Suona tutto molto bene, non è vero? Ed è anche tutto mezzovero. Eppure l’orecchio, se è bene educato ed esercitato, sente che c’è qualcosa nel timbro (o forse proprio nell’altezza) del suono che non va. O piuttosto è una questione di armonia: forse il difetto viene dalla mancanza di un altro suono o di altri suoni che facciano accordo (la verità è sinfonica, come diceva Balthasar). Che Dio si lasci prendere in giro sulla croce, infatti, è vero in un certo senso. Ma ciò non toglie nulla alla tremenda serietà di quella irrisione, e bisogna stare attenti a come se ne parla perché il rischio di cadere nella “evasione estetica e sentimentale” dal dramma della redenzione a prezzo del sangue è sempre lì ad un passo. Il cristianesimo non ha «niente di sacro»? Sì, si può dire anche questo: in un certo senso è vero. «In quanto il sacro coincide sempre con una nostra idea da difendere»? Bah, qui mi pare che ci stiamo allargando troppo: la frase è molto “ad effetto”, di quelle che purtroppo oggi si sentono snocciolare tanto frequentemente nel discorso pubblico cristiano, anche da cattedre episcopali e più in alto ancora … comunque sì, va bene: se uno vuole, può anche esprimersi così.

Purché queste mezzeverità siano accompagnate e custodite da altre, altrettanto mezzovere, che, come sorelle maggiori le accompagnino verso «la verità tutta intera» (Gv 16, 13) a cui solo lo Spirito può farci accedere. Si dovrà dire allora, con altrettanta e forse maggiore verità, che per il cristiano “tutto è sacro” e quindi, se proprio ci piacciono le frasi ad effetto, potremmo affermare che chi ha una fede profonda e matura mangia anche le patatine come fossero ostie. Non lo dico io, ma san Paolo: «Sia che mangiate sia che beviate […] fate tutto per la gloria di Dio» (1 Cor 10, 31), cioè in modo “eucaristico”. Dunque quello spot è irrispettoso anzitutto verso le patatine.

_Consegna A:_ Cita testualmente il passo del testo citato compreso tra "Purché queste mezzeverità" e "verso le patatine.", estremi inclusi.
Il testo citato e i record costituiscono materiali distinti e indipendenti.

_Materiale da elaborare:_
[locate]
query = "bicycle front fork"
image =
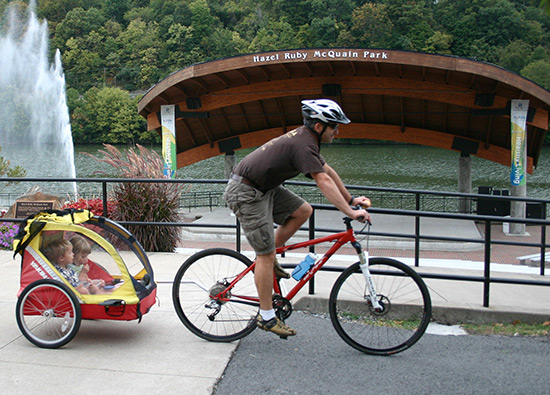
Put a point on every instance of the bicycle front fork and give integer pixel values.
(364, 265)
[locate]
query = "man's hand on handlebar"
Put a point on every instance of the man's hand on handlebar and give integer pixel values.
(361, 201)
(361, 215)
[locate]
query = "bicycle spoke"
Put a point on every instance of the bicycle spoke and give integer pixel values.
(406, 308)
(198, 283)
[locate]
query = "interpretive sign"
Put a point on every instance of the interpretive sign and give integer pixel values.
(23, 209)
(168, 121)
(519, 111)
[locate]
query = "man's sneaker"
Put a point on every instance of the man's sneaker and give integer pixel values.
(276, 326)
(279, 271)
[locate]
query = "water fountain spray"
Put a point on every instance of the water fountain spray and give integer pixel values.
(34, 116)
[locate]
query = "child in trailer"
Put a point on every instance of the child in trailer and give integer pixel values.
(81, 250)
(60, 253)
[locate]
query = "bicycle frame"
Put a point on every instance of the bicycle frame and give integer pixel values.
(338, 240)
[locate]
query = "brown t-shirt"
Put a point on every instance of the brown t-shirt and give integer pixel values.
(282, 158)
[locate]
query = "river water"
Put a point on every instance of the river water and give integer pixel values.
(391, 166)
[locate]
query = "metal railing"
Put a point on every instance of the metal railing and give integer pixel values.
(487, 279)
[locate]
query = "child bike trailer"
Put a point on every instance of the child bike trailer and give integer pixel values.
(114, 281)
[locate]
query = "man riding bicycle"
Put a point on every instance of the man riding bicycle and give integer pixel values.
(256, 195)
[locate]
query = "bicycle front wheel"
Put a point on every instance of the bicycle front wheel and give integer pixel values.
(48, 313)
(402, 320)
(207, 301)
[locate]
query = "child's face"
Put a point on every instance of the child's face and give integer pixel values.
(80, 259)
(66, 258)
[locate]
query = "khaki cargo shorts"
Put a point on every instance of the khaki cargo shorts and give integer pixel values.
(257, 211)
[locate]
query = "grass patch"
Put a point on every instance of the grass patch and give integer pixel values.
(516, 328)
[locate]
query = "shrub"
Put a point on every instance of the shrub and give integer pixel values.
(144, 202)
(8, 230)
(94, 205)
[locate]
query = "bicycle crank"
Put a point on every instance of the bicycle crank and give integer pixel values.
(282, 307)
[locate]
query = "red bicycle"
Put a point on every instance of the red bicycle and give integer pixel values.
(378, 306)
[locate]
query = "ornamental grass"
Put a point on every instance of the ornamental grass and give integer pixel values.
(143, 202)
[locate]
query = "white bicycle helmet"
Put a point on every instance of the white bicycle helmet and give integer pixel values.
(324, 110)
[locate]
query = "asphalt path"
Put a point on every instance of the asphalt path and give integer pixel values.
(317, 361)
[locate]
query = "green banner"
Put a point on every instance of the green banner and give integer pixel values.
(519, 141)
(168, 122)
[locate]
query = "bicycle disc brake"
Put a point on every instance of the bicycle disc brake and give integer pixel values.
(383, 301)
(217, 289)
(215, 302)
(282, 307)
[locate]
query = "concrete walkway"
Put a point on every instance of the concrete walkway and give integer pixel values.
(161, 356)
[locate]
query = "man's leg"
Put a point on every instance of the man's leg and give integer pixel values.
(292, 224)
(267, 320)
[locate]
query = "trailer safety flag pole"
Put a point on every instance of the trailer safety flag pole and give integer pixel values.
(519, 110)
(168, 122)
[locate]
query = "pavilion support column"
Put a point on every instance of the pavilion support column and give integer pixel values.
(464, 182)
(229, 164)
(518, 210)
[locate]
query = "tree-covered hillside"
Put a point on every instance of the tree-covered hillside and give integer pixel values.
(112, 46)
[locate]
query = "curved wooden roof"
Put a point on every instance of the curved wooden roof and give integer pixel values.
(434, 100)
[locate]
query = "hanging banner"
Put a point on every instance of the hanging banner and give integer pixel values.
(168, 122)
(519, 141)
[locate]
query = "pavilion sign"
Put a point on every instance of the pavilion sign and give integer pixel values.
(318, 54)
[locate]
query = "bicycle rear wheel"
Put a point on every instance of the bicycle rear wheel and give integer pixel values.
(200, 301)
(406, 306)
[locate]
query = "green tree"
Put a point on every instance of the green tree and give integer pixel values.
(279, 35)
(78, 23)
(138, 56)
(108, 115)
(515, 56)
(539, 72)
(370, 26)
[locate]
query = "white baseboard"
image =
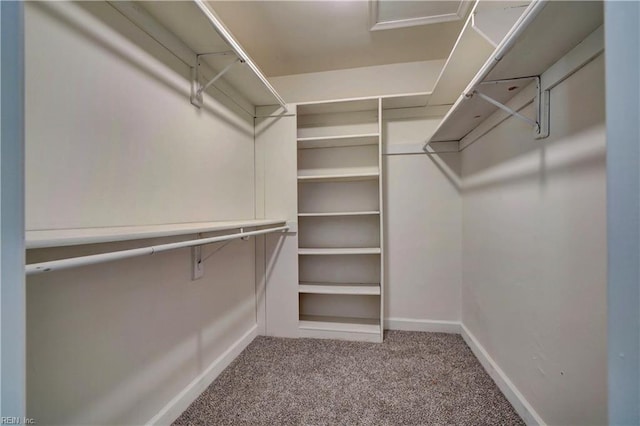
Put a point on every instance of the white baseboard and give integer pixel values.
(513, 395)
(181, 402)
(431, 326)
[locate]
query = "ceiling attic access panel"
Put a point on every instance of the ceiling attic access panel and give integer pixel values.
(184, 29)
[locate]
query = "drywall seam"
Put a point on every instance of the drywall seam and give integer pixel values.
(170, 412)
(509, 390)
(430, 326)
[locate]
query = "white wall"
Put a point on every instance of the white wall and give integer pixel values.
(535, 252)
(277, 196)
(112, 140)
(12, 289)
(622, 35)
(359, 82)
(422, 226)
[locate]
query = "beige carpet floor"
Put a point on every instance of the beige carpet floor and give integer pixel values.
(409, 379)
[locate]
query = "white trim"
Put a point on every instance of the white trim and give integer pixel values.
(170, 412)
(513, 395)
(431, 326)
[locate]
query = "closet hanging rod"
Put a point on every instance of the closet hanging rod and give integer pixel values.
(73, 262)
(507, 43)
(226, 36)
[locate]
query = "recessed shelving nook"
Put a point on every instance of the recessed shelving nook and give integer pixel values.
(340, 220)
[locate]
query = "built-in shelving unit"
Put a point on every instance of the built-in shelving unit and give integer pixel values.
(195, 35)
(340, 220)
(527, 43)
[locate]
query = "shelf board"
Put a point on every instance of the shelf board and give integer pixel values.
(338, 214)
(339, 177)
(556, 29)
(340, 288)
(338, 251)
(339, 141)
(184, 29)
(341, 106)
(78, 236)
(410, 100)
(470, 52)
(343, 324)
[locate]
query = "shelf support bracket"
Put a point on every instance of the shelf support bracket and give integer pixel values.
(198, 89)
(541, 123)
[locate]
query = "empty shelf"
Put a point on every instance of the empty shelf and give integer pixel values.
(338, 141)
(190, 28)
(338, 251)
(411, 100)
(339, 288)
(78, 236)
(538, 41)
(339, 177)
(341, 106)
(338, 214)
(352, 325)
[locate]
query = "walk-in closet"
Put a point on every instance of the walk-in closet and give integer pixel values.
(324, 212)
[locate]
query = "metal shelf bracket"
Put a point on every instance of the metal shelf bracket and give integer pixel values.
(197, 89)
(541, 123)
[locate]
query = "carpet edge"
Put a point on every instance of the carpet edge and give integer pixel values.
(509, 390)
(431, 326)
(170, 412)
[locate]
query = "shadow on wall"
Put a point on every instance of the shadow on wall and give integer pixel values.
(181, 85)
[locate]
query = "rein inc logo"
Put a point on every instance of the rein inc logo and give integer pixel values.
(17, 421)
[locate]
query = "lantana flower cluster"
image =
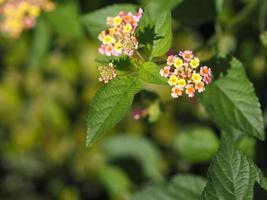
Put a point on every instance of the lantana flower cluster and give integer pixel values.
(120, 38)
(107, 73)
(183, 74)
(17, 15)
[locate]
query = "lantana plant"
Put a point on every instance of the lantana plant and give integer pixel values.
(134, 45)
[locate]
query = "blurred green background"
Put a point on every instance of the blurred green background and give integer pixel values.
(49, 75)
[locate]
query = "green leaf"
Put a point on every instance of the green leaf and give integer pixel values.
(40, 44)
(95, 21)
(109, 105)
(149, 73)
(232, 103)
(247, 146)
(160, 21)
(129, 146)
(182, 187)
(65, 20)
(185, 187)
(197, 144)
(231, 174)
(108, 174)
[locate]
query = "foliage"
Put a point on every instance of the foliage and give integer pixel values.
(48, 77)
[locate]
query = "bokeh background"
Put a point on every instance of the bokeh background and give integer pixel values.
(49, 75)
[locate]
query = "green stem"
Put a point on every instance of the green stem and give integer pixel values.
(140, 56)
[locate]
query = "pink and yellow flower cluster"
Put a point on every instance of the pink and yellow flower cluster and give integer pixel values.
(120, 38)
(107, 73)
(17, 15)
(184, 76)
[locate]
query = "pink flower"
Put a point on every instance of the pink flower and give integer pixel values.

* * *

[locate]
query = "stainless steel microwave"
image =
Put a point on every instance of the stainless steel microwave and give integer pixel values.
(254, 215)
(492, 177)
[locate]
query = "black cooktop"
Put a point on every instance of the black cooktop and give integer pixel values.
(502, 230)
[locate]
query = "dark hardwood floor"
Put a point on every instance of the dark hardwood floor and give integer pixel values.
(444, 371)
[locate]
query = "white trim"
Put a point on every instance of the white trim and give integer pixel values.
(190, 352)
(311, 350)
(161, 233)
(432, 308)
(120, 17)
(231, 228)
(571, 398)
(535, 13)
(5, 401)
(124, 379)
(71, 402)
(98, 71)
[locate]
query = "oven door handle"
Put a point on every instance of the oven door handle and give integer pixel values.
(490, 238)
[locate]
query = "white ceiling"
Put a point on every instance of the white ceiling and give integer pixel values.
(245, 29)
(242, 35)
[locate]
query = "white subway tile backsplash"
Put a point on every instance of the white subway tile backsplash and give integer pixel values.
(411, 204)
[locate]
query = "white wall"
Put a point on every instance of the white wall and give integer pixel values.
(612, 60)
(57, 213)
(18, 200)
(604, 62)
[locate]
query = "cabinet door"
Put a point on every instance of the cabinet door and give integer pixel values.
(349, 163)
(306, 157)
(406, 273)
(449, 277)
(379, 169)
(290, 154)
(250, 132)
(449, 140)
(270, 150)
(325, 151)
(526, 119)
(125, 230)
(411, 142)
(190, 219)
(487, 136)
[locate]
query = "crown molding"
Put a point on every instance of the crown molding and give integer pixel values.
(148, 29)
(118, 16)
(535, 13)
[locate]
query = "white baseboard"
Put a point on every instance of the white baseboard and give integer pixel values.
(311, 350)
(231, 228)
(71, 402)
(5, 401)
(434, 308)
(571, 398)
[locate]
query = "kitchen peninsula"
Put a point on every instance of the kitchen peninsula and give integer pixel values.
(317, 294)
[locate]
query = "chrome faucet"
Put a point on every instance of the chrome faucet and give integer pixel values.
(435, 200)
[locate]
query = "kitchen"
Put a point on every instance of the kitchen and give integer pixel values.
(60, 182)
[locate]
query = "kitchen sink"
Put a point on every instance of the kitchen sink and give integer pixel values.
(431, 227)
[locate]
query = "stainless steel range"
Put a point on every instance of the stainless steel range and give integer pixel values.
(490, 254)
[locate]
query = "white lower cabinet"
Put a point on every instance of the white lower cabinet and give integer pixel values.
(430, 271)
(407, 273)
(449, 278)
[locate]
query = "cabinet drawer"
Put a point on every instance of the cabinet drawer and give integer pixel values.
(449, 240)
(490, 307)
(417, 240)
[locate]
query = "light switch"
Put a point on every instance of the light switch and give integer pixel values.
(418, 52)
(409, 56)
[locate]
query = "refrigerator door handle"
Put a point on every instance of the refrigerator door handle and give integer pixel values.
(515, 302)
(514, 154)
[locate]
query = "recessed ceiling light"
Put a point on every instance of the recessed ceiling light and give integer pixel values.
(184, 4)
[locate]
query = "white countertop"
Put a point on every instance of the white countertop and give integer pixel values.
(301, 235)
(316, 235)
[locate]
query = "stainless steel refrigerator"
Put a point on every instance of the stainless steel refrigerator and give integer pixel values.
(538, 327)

_Consegna B:_ Mostra ogni riga dei record che contiene la stringa "light", distinguendo tra maiuscole e minuscole.

_Soluzione A:_
Purché queste mezzeverità siano accompagnate e custodite da altre, altrettanto mezzovere, che, come sorelle maggiori le accompagnino verso «la verità tutta intera» (Gv 16, 13) a cui solo lo Spirito può farci accedere. Si dovrà dire allora, con altrettanta e forse maggiore verità, che per il cristiano “tutto è sacro” e quindi, se proprio ci piacciono le frasi ad effetto, potremmo affermare che chi ha una fede profonda e matura mangia anche le patatine come fossero ostie. Non lo dico io, ma san Paolo: «Sia che mangiate sia che beviate […] fate tutto per la gloria di Dio» (1 Cor 10, 31), cioè in modo “eucaristico”. Dunque quello spot è irrispettoso anzitutto verso le patatine.

_Soluzione B:_
query = "light switch"
Put a point on every instance of the light switch and give integer pixel values.
query = "recessed ceiling light"
Put a point on every instance of the recessed ceiling light and give integer pixel values.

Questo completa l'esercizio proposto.